**Extract**:

(begin)

# My pretty bettas! What are they?



## MIKEV1 (May 27, 2012)

this is what i am assuming to be a elephant ear betta but im not sure, i got it yesterday from my local aquarium store.

i think this one is a rose tail but im not sure and it was camera shy so i couldnt get a good picture.


----------



## Luimeril (Dec 29, 2010)

looks like.... a salamander(i think) big ear delta/HM, and a copper rosetail. :V i could be VERY wrong on colors, though. x-x


----------



## Bettaluver4evr (Jan 21, 2011)

The first is a big ear butterfly delta tail, second looks to be a copper rose tail?


----------



## xShainax (Feb 11, 2012)

Omg the first one looks exactly like taz


----------



## MIKEV1 (May 27, 2012)

xShainax said:


> Omg the first one looks exactly like taz


haha it does but i dont have a name for mine yet :\


----------



## xShainax (Feb 11, 2012)

Hm...Have you picked out a few? Taz got his name because he was a spaz when I got him. I named him spazzy tazzy


----------



## MIKEV1 (May 27, 2012)

no i have not but i will soon


----------



## xShainax (Feb 11, 2012)

They are very pretty.


----------



## MIKEV1 (May 27, 2012)

thank you


----------



## MrVampire181 (May 12, 2009)

First is just a salamander delta. No "big ear". 

Second is a copper.

(end)

Print the passage of the betta thread that starts at the words "## Luimeril (Dec" and stops after "copper rose tail?", copying it word for word.

**Excerpted data**:
(begin)

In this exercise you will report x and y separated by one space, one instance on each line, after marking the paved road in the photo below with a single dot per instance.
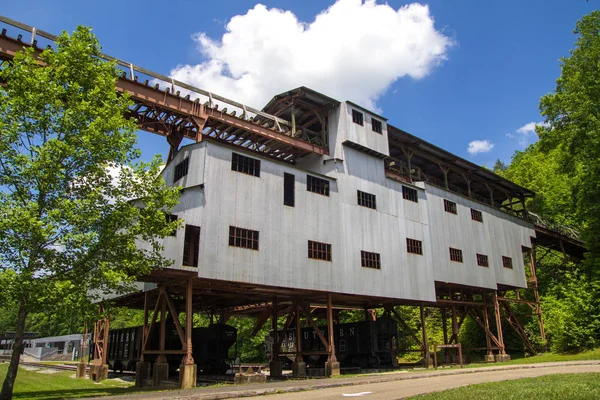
411 387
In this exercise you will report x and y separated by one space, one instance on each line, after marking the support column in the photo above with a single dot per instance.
299 366
160 370
428 363
188 370
142 368
489 357
275 364
332 366
501 356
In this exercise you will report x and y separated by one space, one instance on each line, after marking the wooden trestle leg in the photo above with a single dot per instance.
188 370
332 366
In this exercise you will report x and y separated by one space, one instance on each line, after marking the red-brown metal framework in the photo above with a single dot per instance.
166 112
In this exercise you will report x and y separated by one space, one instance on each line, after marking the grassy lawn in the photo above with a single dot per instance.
550 357
555 387
37 386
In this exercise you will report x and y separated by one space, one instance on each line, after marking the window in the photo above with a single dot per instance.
289 188
245 238
450 206
191 245
376 126
319 251
410 194
181 169
366 199
317 185
476 215
414 246
370 260
171 218
482 260
245 165
357 117
455 255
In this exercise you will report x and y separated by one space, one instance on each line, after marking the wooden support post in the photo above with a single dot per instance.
426 354
332 367
502 356
275 365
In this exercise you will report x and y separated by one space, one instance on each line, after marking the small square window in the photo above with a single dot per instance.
317 185
245 165
410 194
370 260
376 126
414 246
450 206
482 260
181 169
455 255
366 199
171 218
357 117
319 251
245 238
476 215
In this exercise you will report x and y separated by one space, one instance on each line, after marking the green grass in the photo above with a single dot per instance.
37 386
548 357
555 387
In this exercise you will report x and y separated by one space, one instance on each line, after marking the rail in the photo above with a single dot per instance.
132 71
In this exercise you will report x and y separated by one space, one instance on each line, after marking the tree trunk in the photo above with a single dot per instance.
11 375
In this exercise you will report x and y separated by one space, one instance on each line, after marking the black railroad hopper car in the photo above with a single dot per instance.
364 344
210 347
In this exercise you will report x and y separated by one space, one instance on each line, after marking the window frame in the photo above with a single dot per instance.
244 238
181 169
450 207
408 193
376 123
414 246
370 260
456 255
358 117
482 260
317 185
245 165
507 262
319 251
367 200
476 215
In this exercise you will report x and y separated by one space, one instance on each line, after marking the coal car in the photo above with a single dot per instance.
364 344
210 346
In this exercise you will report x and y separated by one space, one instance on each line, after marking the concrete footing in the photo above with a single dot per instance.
275 368
81 370
142 374
502 357
299 369
187 376
332 368
98 372
160 373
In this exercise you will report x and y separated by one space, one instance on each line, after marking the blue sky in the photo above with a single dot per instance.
483 64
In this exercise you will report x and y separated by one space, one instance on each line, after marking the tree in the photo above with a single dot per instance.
573 128
68 222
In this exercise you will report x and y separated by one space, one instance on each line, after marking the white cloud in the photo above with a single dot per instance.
480 146
351 51
526 134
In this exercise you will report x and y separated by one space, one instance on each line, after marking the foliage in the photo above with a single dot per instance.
35 385
68 178
563 386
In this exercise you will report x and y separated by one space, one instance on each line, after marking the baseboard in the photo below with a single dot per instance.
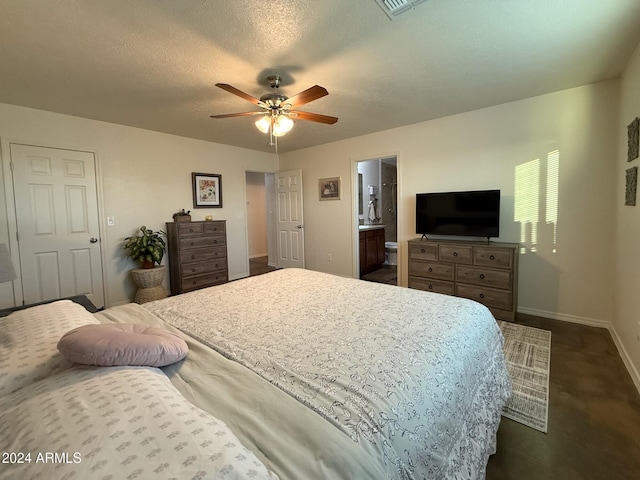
591 322
635 376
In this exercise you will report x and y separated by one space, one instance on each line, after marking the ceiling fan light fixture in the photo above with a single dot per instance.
263 123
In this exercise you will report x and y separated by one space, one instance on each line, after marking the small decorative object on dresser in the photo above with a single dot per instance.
486 273
182 216
197 255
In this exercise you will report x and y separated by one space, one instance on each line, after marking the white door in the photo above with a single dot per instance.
289 219
57 219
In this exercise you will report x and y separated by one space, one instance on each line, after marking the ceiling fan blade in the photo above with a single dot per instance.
314 117
309 95
239 93
243 114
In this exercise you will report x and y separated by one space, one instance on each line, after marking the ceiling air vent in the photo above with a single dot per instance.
393 8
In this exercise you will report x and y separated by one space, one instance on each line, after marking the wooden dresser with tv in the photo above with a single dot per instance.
484 272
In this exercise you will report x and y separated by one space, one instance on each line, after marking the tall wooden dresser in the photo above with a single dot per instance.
486 273
197 255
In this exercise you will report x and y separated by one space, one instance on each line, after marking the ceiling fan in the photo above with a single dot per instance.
277 109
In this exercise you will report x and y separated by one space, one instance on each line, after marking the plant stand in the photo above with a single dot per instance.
149 283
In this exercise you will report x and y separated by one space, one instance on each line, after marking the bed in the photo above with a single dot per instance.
319 376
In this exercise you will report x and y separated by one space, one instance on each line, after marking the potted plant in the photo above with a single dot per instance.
148 247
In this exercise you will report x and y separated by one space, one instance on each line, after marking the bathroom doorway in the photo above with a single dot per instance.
377 220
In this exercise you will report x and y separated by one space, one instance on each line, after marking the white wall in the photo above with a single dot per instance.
571 279
145 177
627 315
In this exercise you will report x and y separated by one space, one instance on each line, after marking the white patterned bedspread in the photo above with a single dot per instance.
115 423
419 379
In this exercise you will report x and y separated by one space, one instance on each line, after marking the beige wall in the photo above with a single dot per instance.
570 279
145 177
627 315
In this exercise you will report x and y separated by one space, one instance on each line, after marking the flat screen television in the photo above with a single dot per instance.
468 214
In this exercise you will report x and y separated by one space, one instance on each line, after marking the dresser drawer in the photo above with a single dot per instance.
455 253
199 242
440 271
189 269
420 251
435 286
189 229
493 257
203 254
483 276
200 281
487 296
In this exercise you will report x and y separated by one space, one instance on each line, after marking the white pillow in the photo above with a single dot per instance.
28 340
113 344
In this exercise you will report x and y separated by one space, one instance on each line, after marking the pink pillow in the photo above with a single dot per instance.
122 344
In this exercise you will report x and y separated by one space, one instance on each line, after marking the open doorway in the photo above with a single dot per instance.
259 211
377 214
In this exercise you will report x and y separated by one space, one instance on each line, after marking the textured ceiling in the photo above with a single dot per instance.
153 64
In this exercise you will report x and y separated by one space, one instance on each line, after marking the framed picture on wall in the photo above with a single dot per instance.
633 139
631 175
207 190
330 188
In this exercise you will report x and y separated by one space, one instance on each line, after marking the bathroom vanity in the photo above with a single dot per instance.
371 248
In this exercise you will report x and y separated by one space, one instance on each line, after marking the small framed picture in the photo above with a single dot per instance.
633 139
330 188
631 175
207 190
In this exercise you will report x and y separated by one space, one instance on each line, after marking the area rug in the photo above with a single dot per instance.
527 351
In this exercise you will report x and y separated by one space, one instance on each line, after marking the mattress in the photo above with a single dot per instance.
329 377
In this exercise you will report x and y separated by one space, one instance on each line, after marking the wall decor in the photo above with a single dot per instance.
632 184
633 139
330 188
207 190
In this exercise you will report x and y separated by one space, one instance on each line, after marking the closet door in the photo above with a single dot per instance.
57 219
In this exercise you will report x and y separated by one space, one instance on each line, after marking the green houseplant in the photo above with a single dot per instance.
148 247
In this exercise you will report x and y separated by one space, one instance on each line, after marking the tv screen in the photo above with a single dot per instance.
469 214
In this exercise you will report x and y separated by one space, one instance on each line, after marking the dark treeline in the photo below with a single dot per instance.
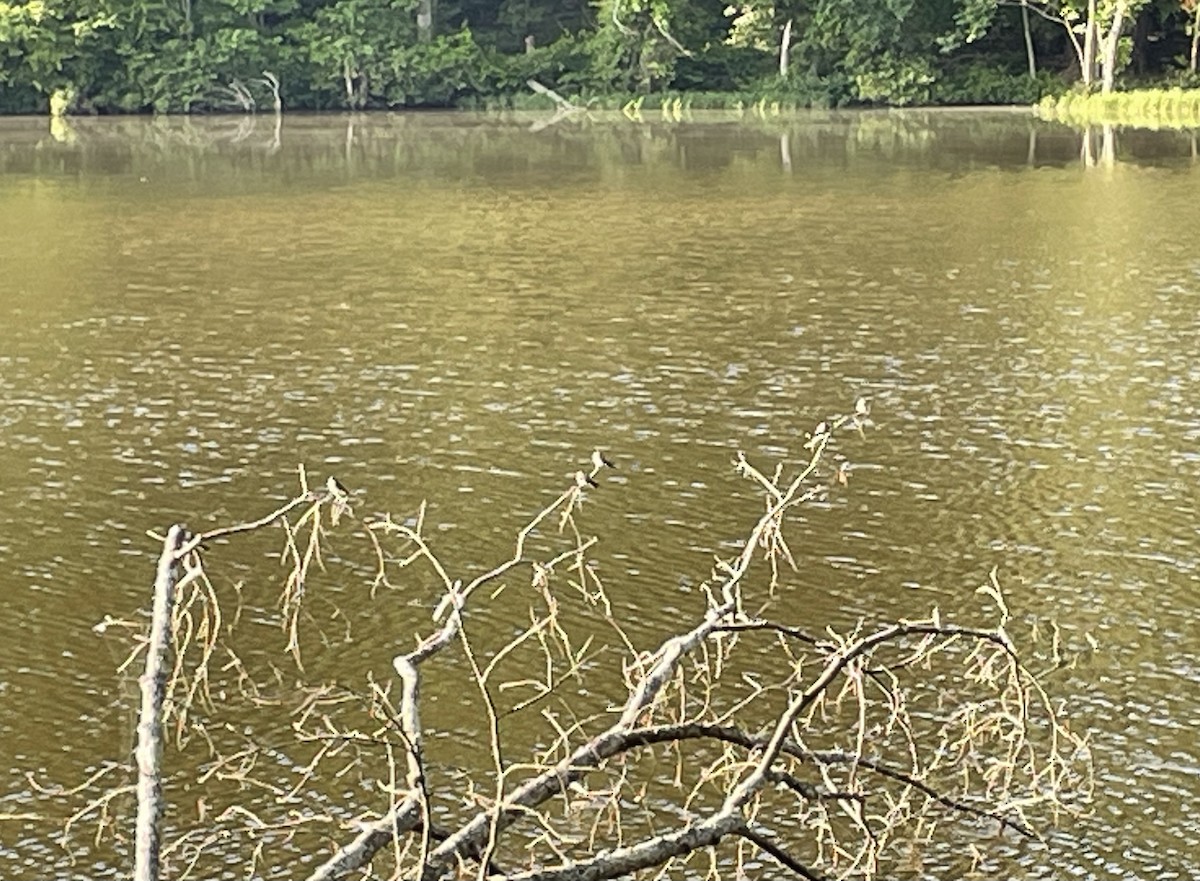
193 55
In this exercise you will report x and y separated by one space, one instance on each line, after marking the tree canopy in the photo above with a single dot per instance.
192 55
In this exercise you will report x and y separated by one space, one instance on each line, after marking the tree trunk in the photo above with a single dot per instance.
785 48
1109 49
1029 41
1089 60
1195 37
154 688
425 21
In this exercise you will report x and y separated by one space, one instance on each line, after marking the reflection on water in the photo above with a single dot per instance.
460 309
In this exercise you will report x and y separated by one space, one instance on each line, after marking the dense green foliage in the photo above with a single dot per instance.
187 55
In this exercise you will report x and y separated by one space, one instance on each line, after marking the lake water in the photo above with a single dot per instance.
460 309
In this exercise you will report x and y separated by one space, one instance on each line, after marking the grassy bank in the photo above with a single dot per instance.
1141 108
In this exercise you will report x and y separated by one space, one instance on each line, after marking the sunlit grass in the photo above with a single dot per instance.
1143 108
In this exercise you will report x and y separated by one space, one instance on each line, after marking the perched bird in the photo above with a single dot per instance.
601 461
817 435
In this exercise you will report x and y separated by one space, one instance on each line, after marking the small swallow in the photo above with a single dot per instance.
601 461
817 435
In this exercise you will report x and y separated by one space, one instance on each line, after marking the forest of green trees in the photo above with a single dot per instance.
197 55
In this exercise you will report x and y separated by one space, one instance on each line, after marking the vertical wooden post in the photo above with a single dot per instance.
154 685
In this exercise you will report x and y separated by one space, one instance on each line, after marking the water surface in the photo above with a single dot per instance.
460 309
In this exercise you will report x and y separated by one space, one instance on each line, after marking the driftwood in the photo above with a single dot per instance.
154 688
821 760
563 103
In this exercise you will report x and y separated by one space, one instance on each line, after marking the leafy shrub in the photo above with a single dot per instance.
982 83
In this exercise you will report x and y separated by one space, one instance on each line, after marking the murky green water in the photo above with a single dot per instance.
459 310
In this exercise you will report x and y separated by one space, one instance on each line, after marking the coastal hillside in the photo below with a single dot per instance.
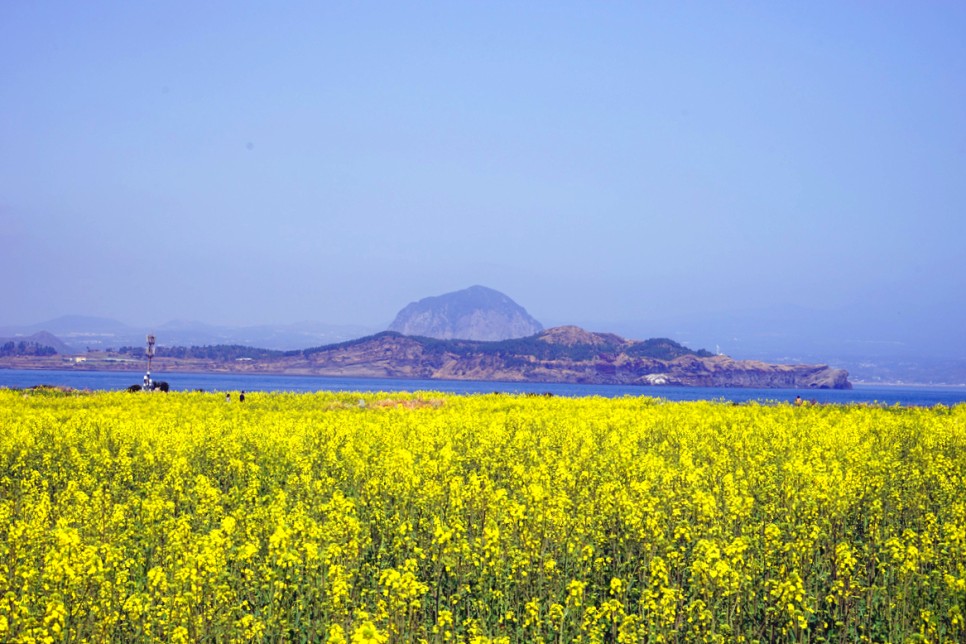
561 354
475 313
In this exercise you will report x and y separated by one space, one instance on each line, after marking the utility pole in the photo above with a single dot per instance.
148 385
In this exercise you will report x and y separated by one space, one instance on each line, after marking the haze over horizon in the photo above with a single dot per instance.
613 166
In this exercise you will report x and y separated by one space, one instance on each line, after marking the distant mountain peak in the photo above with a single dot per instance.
474 313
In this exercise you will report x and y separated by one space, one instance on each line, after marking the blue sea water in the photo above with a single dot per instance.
112 380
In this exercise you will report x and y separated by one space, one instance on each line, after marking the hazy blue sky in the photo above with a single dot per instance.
248 163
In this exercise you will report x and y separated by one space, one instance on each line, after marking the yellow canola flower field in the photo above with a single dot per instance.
348 517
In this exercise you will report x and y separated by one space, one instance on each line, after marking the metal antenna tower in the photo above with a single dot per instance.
150 354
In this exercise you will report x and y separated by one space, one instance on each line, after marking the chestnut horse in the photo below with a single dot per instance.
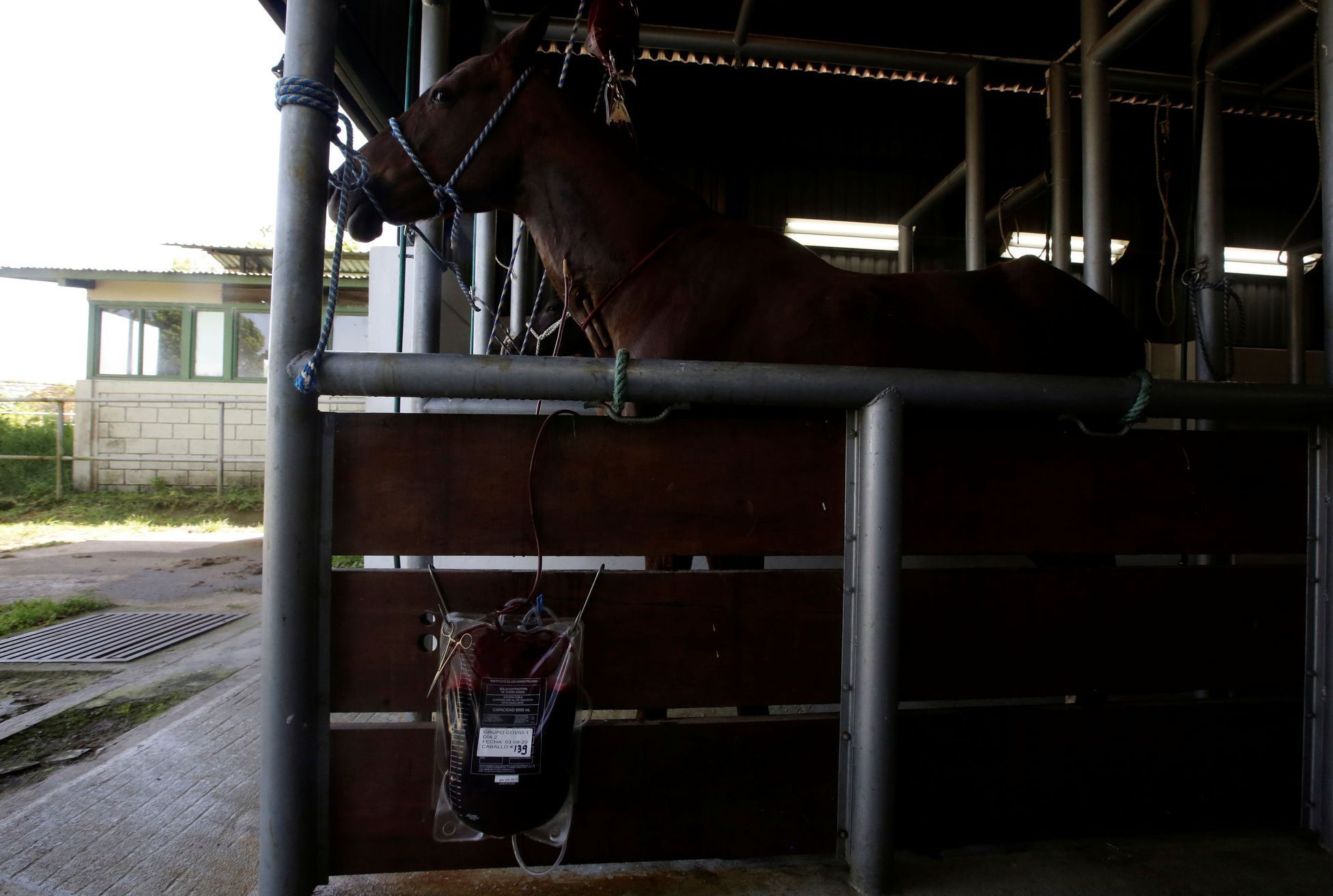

(end)

**Exercise solution**:
## Luimeril (Dec 29, 2010)

looks like.... a salamander(i think) big ear delta/HM, and a copper rosetail. :V i could be VERY wrong on colors, though. x-x


----------



## Bettaluver4evr (Jan 21, 2011)

The first is a big ear butterfly delta tail, second looks to be a copper rose tail?